WRITTEN REQUEST
Write the data out again in full, with no departure from the original.

GIVEN INFORMATION
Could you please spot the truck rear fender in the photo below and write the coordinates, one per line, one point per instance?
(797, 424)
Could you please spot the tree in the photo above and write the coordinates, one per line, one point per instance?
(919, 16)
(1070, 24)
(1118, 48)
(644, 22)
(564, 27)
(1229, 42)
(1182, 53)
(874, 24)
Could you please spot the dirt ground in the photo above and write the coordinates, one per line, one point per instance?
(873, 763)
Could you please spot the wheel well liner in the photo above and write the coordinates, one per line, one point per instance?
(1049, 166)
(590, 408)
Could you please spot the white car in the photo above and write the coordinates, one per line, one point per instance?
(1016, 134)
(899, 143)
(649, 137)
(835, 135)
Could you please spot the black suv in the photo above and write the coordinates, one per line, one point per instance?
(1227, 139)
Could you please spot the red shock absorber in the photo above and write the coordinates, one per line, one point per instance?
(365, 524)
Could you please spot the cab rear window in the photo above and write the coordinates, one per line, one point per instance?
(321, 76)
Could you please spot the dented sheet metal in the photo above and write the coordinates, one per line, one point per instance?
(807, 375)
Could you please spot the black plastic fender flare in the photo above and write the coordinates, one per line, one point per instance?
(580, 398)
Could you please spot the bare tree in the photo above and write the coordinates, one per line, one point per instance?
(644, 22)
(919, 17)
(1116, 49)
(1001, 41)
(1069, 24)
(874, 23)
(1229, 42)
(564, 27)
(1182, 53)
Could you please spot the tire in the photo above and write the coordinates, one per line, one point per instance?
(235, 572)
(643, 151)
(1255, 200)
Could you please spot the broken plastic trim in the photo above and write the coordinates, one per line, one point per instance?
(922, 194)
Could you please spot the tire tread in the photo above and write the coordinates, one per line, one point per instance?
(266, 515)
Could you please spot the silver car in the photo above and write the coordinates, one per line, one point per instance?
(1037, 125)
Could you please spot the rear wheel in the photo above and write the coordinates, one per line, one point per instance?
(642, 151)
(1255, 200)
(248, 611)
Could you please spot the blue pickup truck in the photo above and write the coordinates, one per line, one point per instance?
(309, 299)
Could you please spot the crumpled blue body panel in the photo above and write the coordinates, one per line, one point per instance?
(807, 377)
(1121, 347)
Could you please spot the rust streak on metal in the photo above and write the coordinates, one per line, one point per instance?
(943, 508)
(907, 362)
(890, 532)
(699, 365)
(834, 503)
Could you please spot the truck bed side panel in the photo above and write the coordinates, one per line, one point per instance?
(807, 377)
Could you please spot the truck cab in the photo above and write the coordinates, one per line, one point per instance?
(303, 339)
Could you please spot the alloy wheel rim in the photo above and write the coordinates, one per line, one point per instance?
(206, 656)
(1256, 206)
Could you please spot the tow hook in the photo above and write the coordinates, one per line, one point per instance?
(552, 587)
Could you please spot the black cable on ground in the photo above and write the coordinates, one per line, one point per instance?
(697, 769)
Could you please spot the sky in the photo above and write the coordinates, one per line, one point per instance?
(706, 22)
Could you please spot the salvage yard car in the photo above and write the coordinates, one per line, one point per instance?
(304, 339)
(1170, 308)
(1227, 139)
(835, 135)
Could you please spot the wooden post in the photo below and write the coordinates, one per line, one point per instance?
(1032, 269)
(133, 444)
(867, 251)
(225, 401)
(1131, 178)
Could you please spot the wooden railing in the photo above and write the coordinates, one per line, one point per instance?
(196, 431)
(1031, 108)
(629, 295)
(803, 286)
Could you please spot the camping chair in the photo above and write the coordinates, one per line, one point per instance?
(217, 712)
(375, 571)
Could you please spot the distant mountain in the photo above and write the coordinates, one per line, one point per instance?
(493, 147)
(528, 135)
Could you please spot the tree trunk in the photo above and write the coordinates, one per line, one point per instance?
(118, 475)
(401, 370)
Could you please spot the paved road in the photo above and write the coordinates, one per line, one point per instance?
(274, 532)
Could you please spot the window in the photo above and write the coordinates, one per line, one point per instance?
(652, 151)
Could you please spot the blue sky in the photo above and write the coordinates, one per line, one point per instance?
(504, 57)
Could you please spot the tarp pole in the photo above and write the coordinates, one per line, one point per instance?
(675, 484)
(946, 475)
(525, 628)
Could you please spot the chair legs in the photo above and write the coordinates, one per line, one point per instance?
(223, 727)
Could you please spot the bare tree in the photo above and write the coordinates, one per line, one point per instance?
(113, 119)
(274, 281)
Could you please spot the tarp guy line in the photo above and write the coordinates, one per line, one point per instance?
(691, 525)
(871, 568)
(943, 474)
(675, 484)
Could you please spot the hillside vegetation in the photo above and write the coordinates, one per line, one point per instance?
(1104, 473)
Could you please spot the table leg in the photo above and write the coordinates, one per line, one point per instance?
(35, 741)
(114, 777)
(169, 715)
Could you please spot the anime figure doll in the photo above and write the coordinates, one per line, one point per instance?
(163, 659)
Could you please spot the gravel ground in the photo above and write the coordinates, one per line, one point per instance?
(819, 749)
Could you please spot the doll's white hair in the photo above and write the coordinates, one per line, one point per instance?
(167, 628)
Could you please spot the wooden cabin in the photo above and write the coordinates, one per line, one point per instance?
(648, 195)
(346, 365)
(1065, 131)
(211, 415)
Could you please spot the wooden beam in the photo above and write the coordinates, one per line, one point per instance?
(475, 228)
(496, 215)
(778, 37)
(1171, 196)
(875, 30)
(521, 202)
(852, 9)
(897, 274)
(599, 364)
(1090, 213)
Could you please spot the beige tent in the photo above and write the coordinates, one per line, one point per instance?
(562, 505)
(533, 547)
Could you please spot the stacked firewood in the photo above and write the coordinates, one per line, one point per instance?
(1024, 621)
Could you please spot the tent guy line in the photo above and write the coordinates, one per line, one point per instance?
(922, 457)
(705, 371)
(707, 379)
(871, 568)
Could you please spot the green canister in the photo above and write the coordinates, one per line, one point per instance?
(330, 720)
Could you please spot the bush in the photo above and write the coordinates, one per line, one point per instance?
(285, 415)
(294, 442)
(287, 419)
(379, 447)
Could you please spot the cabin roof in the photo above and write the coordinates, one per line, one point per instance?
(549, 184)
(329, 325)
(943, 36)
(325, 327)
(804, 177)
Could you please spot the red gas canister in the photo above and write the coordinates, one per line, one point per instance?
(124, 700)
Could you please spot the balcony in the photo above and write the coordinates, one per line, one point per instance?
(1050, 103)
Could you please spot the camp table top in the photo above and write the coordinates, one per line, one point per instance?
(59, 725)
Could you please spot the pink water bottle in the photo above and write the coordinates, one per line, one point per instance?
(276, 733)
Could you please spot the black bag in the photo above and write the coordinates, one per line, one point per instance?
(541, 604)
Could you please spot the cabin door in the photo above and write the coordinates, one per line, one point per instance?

SOLUTION
Could you please spot the truck rear fender in the photo below and write the coordinates, one per line, one point per instance?
(797, 424)
Could you please spot the tree in the photo above and write the coordinates, one per line, one point per instance?
(919, 16)
(1070, 24)
(1118, 48)
(644, 22)
(564, 27)
(1229, 42)
(1182, 53)
(874, 24)
Could you please spot the dirt ground in the photo above and write the coordinates, one per line, one point per instance?
(873, 763)
Could you please spot the wheel well liner in the photo above and write the coordinates, one per line, one point per instance?
(1049, 166)
(590, 408)
Could you please spot the white car in the photo above and write the coordinates, one per line, one point per instance?
(1016, 134)
(899, 143)
(649, 137)
(835, 135)
Could you please spot the black suv in the photo above and write the coordinates, one per line, one point per instance?
(1227, 139)
Could you please spot the red shock absorber in the photo above and write the coordinates, one per line, one point per instance?
(365, 524)
Could you please spot the cab rear window in the photo above and write the coordinates, one per line, one point per instance?
(321, 76)
Could you please spot the dented sheet metal in the photo above and write the coordinates, one per line, one point per instance?
(807, 375)
Could you please spot the black plastic fender flare in the photo above and write the coordinates, one per line, one point per instance?
(580, 398)
Could you please spot the bare tree in the photo above and write the coordinates, one per line, one point per instance?
(644, 22)
(919, 17)
(1116, 49)
(1001, 41)
(1069, 24)
(874, 23)
(1229, 42)
(564, 27)
(1182, 53)
Could you please spot the tire in the photo above and write the coordinates, one per line, one point per instance?
(235, 572)
(643, 151)
(1255, 200)
Could you please spot the broken plastic trim in the photo above and write the coordinates, one per line, one point per instance?
(922, 194)
Could you please spot the tire tread in the photo above and write the coordinates, one per line, one point per instance?
(266, 515)
Could you please spot the silver car in the photo above and write the coordinates, one per line, one point per instance?
(1037, 125)
Could you please spot the rear wheel in the photo above and write the coordinates, one per line, one point per instance?
(642, 151)
(1255, 200)
(248, 611)
Could you please spot the blue pickup truck in the photo above and write the coordinates, one per line, one point per instance?
(309, 299)
Could you please spot the crumpled blue body panel in the photo above and write the coordinates, one per line, one point per instance?
(807, 377)
(1121, 347)
Could you please spot the rust streak on metal in the photo above and write the coordinates, one per line, one point per instance?
(943, 508)
(907, 362)
(890, 532)
(699, 365)
(834, 503)
Could you please spot the truck bed side panel in the photo above and write the coordinates, one per line, one point per instance?
(807, 377)
Could you please spot the truck cab in the photo above and write the coordinates, one per line, one point per instance?
(303, 339)
Could you please spot the alloy wheel rim in the photo above and write the coordinates, one per line, one point per instance?
(206, 656)
(1256, 206)
Could you please spot the tow hook in the photo above and write the coordinates, one per line, one point per instance?
(552, 587)
Could you please spot the black cable on ground in the photo above and write the coordinates, one per line, one point per instance?
(697, 769)
Could you please spot the sky in the photo above and write the coordinates, one per line, one point per instance?
(706, 22)
Could you please spot the salvage yard car in the photo above and write the coordinates, one per line, one point per instance?
(304, 339)
(1170, 308)
(1227, 139)
(835, 135)
Could you please spot the wooden post in the photo below and write the coordinates, one per line, one point per instance?
(1032, 269)
(133, 444)
(867, 251)
(225, 401)
(1131, 178)
Could you please spot the wooden railing in the photo above and write the coordinates, one per line, one point per instance?
(196, 431)
(1031, 108)
(629, 295)
(803, 286)
Could you please spot the camping chair in the photo above and write the coordinates, one per line, one point per instance?
(217, 712)
(375, 571)
Could you please spot the distant mountain in the photo above and write the coordinates, one per line, one point per instance?
(493, 147)
(528, 135)
Could you please spot the tree trunk in the photo above and write the coordinates, one per line, one point per instance?
(118, 475)
(401, 370)
Could you please spot the paved road in the photo above and write the coordinates, one per line, one point per instance?
(274, 532)
Could you please spot the window in the photo above and write the coordinates, one per line, one point per instance?
(652, 151)
Could you please spot the blue sky in the photo above and write the coordinates, one per line, one point per instance?
(504, 57)
Could you please spot the tarp pole in the photo above and write the coordinates, one per line, one point per instance?
(675, 484)
(946, 475)
(525, 628)
Could you please spot the chair legs in the photo above and write the coordinates, one per line, one point per instance?
(223, 727)
Could you please spot the bare tree in the photo above and write the coordinates, one per line, one point per instance?
(113, 119)
(274, 281)
Could you please spot the tarp guy line in the photo above and write the coordinates, one per line, one point per instance?
(691, 525)
(871, 568)
(943, 474)
(675, 484)
Could you please spot the hillside vegetation in the photo above and write the coordinates, one per line, one point per instance?
(1104, 473)
Could you please spot the table leg in the photo above and write the coordinates, one per line, one point per instance?
(35, 741)
(114, 777)
(169, 715)
Could you please spot the anime figure doll in the photo above and write the coordinates, one per line, one point per instance?
(163, 659)
Could you please spot the gravel ground in the photo above and write the coordinates, one per line, one point per instance?
(819, 749)
Could you please spot the doll's white hair in the photo above and write the coordinates, one per line, one point per instance?
(167, 628)
Could you please spot the wooden cabin in the photo above and write the coordinates, one per line, one point per instance?
(648, 195)
(346, 365)
(1065, 131)
(211, 415)
Could you please spot the wooden beam in the photo above and write the coordinates, one per line, one point per instance?
(475, 228)
(496, 215)
(778, 37)
(1171, 196)
(875, 30)
(521, 202)
(852, 9)
(897, 274)
(599, 364)
(1090, 213)
Could you please spot the beige tent in the photo above and write the coordinates, one per line, one point per instance?
(562, 505)
(533, 547)
Could you please spot the stacked firewood in the photo above and write the coordinates, one per line, one point per instance?
(1024, 621)
Could you please spot the tent guy line in the photo above and write the coordinates, one per line, one point per instance?
(922, 457)
(705, 371)
(707, 379)
(871, 568)
Could you please spot the green canister in the photo above and write the coordinates, one per line, one point per instance?
(330, 720)
Could you please spot the bush in the photo above and write the coordinates, one per line, one point per instance?
(285, 415)
(294, 442)
(287, 419)
(379, 447)
Could you please spot the cabin roof in the photo above and write the coordinates, one per line, one point per instance?
(549, 184)
(329, 325)
(943, 36)
(325, 327)
(804, 177)
Could you please spot the red gas canister in the photo above and write the coordinates, one per line, one point per instance?
(124, 700)
Could you please spot the balcony in the photo above and write the coordinates, one per line, one point per instance?
(1050, 103)
Could you please spot the camp table top in the photo above and write the coordinates, one per line, one point per instance?
(59, 725)
Could you please spot the pink water bottle in the photo above and write the coordinates, one per line, one point per instance?
(276, 733)
Could you please spot the black bag in the photo above and write the coordinates, one per line, one point per instance?
(541, 604)
Could you please spot the cabin door in the photo above and write the coordinates, one per line, one point per instance?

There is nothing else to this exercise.